▸ **What you are asked to do**
Every record here should be printed again exactly.

▸ **Material to process**
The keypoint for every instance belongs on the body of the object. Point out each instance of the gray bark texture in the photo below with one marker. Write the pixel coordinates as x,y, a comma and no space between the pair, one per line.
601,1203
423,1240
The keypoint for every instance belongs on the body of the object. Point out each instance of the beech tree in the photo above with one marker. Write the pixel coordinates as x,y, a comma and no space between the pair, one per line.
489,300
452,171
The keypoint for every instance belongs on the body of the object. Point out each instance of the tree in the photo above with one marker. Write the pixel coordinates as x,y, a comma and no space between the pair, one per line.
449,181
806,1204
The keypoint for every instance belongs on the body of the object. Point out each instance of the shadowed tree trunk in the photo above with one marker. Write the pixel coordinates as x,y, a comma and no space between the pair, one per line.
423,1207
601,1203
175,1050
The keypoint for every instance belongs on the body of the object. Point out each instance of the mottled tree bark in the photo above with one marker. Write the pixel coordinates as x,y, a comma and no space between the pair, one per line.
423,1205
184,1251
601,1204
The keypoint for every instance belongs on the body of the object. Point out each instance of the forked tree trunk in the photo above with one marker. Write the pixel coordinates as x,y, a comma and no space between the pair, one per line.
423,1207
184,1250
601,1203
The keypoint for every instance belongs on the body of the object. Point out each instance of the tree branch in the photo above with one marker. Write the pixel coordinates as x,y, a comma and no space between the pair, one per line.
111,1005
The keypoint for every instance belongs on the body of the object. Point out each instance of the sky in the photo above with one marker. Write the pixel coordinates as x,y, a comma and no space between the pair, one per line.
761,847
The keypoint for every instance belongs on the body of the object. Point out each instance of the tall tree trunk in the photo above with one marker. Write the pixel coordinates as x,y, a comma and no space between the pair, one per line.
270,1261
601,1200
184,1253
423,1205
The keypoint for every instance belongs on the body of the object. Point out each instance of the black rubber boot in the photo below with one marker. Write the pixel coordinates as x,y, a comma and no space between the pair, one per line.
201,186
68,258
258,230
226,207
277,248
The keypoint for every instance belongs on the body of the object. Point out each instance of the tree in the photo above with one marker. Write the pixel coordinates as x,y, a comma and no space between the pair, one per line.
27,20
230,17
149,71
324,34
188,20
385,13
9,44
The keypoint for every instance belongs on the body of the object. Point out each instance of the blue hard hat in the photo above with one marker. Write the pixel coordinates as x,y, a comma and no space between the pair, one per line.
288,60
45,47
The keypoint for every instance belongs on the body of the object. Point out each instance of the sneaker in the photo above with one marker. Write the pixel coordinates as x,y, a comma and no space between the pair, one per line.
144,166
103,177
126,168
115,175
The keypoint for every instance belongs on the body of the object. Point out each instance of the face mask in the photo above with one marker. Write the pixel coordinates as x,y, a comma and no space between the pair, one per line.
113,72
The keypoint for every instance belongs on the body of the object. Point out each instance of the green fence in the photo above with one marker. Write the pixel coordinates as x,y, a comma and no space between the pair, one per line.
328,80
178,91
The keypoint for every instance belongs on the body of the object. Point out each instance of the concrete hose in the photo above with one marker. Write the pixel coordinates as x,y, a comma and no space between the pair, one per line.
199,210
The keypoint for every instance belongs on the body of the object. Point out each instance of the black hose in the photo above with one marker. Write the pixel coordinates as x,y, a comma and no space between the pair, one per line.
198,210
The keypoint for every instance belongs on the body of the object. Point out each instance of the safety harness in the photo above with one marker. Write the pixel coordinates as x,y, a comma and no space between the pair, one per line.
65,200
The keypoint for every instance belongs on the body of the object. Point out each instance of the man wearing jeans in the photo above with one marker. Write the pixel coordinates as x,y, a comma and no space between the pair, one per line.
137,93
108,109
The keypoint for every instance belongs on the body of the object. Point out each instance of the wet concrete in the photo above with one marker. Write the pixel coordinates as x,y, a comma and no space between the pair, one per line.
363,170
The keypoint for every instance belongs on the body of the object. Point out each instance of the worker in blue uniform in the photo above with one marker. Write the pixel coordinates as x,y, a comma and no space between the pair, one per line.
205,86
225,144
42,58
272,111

▸ **Response**
The keypoint for every instance belongs on the body of the object. Point out each instance of the gray bark texture in the photo below with one marker. Write the pixel coordinates as x,y, a comma and no space between the pair, one per line.
601,1203
423,1240
The keypoint for every instance belongs on the body of the object. Point out each instance of the beech tree in the photo above with one marker. Write the pixel coordinates as x,y, a comma and no space between the pair, one per line.
489,300
452,171
The keypoint for every instance belongs on the body of the object. Point out each instance of the tree in the photo above with one marker. Write the pixel coordinates as x,y, a comma and no space between the pair, one per line.
449,181
806,1204
The keypoint for every instance belongs on the body of the object. Point out each instance of the shadowed tree trunk in the photo above with one marker. Write the pixel coordinates as x,y, a comma and no space between the pair, one per line.
423,1207
601,1203
175,1050
The keypoint for every instance belongs on the body of the object. Point out each instance of the mottled tree bark in the photo above with one marker. Write the pixel coordinates as x,y, a comma and no space between the pair, one per line.
423,1205
184,1251
601,1204
The keypoint for every instance belongs on the body of the object. Point out each instance of the forked tree trunk in the photo above with one marker. Write the pixel coordinates as x,y, a comma and no space between the pair, one per line.
423,1207
184,1250
601,1203
The keypoint for every instance belongs on the body of the object. Point out each instance of the tree branch in the photo above with one marker. Write the pixel coordinates as x,y, a comma and no space between the pair, one per line.
111,1005
The keypoint for every instance belongs on the body of the object. Point out each instance of the sky in the photo above with one marker. Write the pixel coordinates as x,y, a comma and no space between the pair, one per line.
761,847
The keypoint for every instance belongs on the body of the object. Point out each instance of the tall tree trunk in the photo above with one marker. Write the pixel coordinates as x,y, a comma and no space between the pair, one per line.
270,1261
601,1200
184,1253
423,1205
The keypoint for every instance belongs on the body of the object. Point out each instance of the black rubber boot in the photo below with one marker. Write the pixel coordinates as x,y, a comma and no space between the pair, one per line.
201,186
68,258
258,230
226,207
277,248
The keypoint for every instance belongs on the body of the object. Point out each instance of the tree in the photo above with one marker. Write the pixel coordinates as x,y, a comma and no space between the pair, one per line.
27,20
230,17
149,71
324,34
188,20
385,13
9,44
The keypoint for every instance belongs on the body of the object. Point out each instance of the blue hard hat in the photo above with one marker. Write the pixel coordinates as x,y, a comma and no space between the pair, one per line.
288,60
45,47
The keypoint for every instance belongs on the body of the object. Point out each instance of the sneaker in the photo above with one marker. Write the pixel coordinates as x,y, a comma and no space between the pair, one per line.
144,166
103,177
126,168
115,175
The keypoint for every instance belongs on the body of the object. Point out each instance of the face mask in the photo above with one marker. Write the pixel coordinates as x,y, a comma and no space between the pair, one per line.
113,72
The keypoint for every instance belongs on the body of the object. Point out each instance of the green fence in the photo above with one marker. Write the pixel coordinates as x,y, a comma and no space between the pair, one per line.
328,80
178,91
The keypoint for every instance belongs on the body of the object. Point out each instance of the concrete hose in the photo above with one marker. Write the pixel coordinates as x,y, a comma and no space between the pair, one per line.
199,210
The keypoint for every instance belongs on the body of the object. Point out each instance of the black hose in the photo above with one marker. Write the pixel coordinates as x,y, a comma and no space between the pair, one per line.
198,210
The keypoint for every instance belongs on the body of the object. Point out each instance of the safety harness in the photo above with one marker. Write the pixel coordinates as x,y, a comma and no space between the pair, one per line.
65,200
The keypoint for every instance belongs on the body of the object. Point out each instance of the man wearing jeans in the photo above with one marker. Write the pixel coordinates as x,y, a comma and no space between the pair, one per line.
137,93
108,109
The keypoint for every instance belongs on the body of the object. Point out each instance of the wet concrete in the photo above with one marker. Write the pixel coordinates as x,y, a comma and no space between the pair, one per line.
363,170
The keypoint for every instance belongs on the body of the object. Point out each instance of the worker in blue uniform in the photo above with one marker. Write the pixel coordinates as x,y, a comma and no space between the pair, one per line.
205,86
225,144
42,58
272,111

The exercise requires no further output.